*Aim of the task*
Rewrite the passage on graph-based data searches, starting at "The Cray/HPE Urika-GX" and ending at "Spark and Hadoop.", with "cabinets" replaced by "racks".

*Text shown*

A complex ad hoc data query mapped onto a graph of a synthesized data schema, illustrating a notional search path of a single query through the graph.
The following chart depicts an N-dimensional directed graph, with an exploded view of a small section, illustrating the nodes and their connecting edges.
A synthesized graph, with one section “expanded” to show a detail of a small number of “nodes” and their connecting “edges”.
The advantage of a “graph” is that appropriate search algorithms tailored to the graph model of data storage are not limited to rectilinear searches, and in many cases can be configured to execute in parallel; an analogy would be a nest of leaf cutter ants, each of which brings back to the nest a single leaf, but a large number of ants are at work simultaneously (in parallel). We have identified more than ten such search algorithms (many of which cannot be run even conceptually on conventional tabular data) that are showing considerable promise for rapid searches of multi-Terabyte data sets of both the clinical nature and other types of data sets as well. The primary downside to this type of data structure is that it must be assembled initially from data items typically residing in relational databases; however, the construction of the graph need only be performed once (or only occasionally if the data set needs to be updated). Once the graph has been generated, an unlimited number of different searches can be conducted without any need to rebuild or modify the constructed graph.
The underlying hardware running these types of searches is critical. In our experience, and from actual test runs, conventional compute clusters and cloud deployments significantly limit the flexibility and throughput of the graph-oriented search algorithms. Thus the majority of our experimentation is conducted on a special supercomputer, the Cray/HPE Urika GX, tuned at both the hardware and software levels for graph analytic data sets and searches, which resides on the Mayo Clinic Rochester campus (see the next photo).
The Cray/HPE Urika-GX data mining supercomputer installed on the Mayo Clinic Campus in Rochester, MN. The two cabinets contain 48 compute nodes, 1,536 Intel Haswell cores, 12 TB DRAM, 200 TB of RAID and distributed storage, integrated via the Cray “Aries” supercomputer network. Analytic software stacks include the Cray Graph Engine, Spark and Hadoop.

*Supplied entries*

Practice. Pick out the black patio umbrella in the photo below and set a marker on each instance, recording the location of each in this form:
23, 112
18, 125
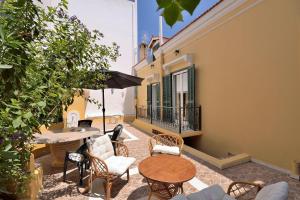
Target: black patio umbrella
117, 80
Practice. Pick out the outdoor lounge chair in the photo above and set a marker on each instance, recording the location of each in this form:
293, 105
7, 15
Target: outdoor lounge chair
237, 190
116, 132
85, 123
79, 157
166, 144
104, 164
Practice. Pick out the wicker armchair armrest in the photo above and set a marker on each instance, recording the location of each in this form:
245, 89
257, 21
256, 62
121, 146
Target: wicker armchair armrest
151, 145
99, 167
109, 131
241, 188
121, 149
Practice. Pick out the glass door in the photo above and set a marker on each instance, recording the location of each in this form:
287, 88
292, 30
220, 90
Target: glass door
180, 96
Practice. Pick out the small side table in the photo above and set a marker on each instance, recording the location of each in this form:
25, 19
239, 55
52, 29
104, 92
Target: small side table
165, 174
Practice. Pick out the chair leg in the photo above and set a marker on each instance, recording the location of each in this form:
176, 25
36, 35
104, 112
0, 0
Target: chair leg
108, 190
81, 173
65, 169
128, 175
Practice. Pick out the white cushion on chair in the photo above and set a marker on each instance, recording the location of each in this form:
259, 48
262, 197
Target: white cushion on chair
76, 157
277, 191
118, 165
101, 147
166, 149
214, 192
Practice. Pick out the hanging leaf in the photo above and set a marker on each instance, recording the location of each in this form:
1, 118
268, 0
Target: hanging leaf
17, 122
189, 5
163, 3
2, 33
171, 14
172, 9
5, 66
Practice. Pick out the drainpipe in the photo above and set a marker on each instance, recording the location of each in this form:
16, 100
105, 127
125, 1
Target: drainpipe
161, 34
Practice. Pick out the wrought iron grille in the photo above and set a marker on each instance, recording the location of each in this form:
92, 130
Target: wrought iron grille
177, 119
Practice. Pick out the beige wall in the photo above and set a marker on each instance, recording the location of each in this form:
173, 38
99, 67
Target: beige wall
248, 82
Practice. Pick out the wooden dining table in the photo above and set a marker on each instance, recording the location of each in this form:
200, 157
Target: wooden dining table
62, 140
165, 174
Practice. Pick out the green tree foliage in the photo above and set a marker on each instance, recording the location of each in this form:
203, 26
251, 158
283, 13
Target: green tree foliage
46, 58
172, 9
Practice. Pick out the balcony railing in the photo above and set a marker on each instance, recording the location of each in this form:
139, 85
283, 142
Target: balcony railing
177, 119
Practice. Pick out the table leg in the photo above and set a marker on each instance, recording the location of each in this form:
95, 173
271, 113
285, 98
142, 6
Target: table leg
164, 190
58, 152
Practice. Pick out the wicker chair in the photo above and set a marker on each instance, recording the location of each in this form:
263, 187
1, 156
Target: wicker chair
241, 191
102, 165
166, 144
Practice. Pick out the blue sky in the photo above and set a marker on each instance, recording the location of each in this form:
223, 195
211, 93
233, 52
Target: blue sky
148, 19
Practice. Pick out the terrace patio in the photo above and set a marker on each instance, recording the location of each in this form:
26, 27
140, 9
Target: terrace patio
137, 189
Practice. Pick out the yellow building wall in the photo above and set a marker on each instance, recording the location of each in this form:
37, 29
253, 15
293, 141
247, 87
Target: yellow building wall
144, 73
248, 82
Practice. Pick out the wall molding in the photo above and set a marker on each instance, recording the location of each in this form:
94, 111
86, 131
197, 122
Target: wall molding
185, 58
210, 18
286, 171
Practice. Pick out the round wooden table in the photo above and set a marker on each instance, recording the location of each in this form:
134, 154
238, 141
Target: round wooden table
62, 140
165, 174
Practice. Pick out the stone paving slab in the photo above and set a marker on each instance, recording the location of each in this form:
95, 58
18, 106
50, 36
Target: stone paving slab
137, 188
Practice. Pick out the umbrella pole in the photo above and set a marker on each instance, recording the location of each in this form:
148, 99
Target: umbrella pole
103, 110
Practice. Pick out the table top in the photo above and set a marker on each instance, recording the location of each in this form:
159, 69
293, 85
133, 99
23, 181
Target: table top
65, 135
167, 169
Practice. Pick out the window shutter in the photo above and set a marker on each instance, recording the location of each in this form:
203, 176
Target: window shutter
149, 99
167, 98
191, 97
158, 100
191, 86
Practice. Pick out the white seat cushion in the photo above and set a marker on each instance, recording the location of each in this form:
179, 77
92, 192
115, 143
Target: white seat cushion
277, 191
179, 197
76, 157
166, 149
101, 147
118, 165
214, 192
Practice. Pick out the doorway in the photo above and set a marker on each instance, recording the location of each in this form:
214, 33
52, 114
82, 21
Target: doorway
180, 95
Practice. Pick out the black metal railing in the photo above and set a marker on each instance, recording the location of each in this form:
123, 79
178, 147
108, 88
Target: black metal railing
178, 119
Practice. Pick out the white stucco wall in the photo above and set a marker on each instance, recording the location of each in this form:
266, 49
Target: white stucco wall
117, 20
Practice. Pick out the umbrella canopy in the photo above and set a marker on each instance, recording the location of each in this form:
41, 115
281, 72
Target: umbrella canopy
120, 80
117, 80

*Exercise output*
The Cray/HPE Urika-GX data mining supercomputer installed on the Mayo Clinic Campus in Rochester, MN. The two racks contain 48 compute nodes, 1,536 Intel Haswell cores, 12 TB DRAM, 200 TB of RAID and distributed storage, integrated via the Cray “Aries” supercomputer network. Analytic software stacks include the Cray Graph Engine, Spark and Hadoop.